[EXTRACTED MATERIAL]
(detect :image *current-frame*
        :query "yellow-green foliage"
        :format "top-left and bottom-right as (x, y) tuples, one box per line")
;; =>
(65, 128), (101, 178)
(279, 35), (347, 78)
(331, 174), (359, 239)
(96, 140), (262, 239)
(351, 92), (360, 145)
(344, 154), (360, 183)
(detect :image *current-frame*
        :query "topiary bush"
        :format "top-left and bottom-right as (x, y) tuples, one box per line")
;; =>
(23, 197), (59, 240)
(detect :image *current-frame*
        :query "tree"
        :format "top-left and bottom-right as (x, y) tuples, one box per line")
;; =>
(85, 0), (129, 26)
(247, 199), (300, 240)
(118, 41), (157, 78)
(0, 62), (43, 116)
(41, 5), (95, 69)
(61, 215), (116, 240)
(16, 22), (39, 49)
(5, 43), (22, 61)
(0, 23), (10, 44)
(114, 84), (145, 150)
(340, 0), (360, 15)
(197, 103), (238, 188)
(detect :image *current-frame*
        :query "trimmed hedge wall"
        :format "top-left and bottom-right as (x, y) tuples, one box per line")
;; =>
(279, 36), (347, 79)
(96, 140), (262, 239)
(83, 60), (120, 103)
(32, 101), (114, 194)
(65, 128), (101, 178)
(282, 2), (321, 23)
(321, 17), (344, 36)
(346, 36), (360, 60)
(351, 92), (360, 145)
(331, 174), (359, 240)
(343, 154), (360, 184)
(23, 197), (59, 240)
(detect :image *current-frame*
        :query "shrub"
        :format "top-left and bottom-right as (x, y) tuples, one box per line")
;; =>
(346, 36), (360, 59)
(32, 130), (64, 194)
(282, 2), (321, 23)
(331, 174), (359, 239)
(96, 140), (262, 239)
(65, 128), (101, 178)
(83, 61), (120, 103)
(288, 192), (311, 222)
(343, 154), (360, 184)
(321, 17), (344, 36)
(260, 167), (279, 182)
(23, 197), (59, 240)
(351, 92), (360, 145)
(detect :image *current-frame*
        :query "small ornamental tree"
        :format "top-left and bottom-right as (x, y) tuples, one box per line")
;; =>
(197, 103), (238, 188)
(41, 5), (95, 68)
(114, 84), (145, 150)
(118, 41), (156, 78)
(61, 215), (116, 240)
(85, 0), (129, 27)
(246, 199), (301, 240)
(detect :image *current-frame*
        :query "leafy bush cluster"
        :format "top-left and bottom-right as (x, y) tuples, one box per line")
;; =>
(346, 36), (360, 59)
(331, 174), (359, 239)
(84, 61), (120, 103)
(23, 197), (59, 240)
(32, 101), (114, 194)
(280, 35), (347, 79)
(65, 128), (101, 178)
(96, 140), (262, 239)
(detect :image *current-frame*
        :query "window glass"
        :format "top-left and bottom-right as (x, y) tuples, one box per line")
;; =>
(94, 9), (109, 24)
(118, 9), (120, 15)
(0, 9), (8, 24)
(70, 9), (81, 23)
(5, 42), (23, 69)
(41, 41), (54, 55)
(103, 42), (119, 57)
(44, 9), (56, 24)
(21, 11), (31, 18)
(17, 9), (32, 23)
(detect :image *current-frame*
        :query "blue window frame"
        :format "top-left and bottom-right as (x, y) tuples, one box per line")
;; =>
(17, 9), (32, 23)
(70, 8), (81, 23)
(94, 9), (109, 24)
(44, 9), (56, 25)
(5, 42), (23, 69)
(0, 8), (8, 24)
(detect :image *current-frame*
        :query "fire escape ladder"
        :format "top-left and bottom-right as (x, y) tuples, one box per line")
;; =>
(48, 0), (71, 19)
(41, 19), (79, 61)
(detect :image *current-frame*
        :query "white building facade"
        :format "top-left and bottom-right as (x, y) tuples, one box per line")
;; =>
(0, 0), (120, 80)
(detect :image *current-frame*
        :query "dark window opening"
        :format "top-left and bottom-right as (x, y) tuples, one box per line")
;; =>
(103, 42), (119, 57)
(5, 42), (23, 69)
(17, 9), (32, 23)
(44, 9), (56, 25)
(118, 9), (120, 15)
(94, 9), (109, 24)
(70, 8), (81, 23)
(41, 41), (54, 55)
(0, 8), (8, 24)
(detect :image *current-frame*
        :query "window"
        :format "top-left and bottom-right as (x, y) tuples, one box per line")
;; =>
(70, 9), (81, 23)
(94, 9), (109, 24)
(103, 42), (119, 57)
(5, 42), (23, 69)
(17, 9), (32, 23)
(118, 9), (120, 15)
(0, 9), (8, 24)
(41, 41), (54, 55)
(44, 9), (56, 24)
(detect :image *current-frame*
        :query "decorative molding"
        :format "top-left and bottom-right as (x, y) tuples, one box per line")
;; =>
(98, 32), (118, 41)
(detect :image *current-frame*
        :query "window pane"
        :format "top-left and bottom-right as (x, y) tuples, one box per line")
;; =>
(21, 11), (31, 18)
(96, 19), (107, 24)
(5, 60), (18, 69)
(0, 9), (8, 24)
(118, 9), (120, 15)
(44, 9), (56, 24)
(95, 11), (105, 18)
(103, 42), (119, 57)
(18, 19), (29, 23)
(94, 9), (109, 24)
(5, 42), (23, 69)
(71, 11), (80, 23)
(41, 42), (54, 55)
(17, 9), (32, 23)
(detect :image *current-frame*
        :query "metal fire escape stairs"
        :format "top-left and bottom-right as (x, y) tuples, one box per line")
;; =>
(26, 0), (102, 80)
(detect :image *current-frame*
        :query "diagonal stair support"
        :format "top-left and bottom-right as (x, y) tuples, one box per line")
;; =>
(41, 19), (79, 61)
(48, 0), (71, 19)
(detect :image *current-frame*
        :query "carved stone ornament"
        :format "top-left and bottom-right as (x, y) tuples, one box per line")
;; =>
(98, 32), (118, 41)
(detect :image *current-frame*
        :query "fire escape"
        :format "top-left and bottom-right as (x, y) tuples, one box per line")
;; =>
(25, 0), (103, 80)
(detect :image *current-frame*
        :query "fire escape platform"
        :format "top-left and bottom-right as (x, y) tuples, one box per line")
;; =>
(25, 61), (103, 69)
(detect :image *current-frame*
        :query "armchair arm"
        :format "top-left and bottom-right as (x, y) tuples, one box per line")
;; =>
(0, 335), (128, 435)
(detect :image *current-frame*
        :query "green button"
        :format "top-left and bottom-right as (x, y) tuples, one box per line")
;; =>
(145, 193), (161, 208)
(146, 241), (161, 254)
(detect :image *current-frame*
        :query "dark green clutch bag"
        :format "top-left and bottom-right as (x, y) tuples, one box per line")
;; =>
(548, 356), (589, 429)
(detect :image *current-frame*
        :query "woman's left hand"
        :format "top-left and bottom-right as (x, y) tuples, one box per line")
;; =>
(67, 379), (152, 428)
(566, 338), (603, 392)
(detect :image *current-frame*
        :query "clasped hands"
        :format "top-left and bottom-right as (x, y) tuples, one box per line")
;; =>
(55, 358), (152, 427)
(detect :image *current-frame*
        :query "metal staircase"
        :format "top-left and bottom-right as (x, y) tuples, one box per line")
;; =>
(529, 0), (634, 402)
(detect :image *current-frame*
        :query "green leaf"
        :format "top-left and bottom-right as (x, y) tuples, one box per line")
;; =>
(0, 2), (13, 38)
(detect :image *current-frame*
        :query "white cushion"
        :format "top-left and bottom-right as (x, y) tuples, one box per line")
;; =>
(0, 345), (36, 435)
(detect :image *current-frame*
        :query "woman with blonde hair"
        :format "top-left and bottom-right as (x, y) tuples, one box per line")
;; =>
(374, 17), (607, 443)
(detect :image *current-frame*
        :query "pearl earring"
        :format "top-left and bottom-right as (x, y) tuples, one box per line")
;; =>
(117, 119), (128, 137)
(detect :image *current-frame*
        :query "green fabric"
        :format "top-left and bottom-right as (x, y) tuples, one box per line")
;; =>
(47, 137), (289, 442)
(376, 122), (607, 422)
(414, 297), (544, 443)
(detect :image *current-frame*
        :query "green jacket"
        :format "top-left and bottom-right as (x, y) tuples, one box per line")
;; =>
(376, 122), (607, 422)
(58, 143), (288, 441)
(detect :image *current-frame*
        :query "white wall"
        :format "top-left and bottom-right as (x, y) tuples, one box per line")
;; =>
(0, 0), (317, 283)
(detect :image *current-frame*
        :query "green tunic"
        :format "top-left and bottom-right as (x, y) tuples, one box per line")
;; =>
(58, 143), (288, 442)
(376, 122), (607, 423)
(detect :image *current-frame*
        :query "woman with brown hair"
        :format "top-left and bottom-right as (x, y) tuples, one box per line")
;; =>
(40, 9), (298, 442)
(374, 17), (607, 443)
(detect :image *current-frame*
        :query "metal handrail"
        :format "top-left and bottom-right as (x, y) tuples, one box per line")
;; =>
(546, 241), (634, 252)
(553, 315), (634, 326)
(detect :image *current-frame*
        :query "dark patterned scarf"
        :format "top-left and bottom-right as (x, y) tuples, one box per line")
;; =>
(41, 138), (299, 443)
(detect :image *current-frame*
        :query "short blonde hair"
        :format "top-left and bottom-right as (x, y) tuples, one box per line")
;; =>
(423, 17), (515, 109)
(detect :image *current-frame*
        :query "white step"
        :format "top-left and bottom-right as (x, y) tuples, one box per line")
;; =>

[GIVEN INSTRUCTION]
Please gather every line of the material above that contains the word "bush", and copy each one in full.

[SOLUTION]
        :query "topiary bush"
        :query "leafy bush cluster"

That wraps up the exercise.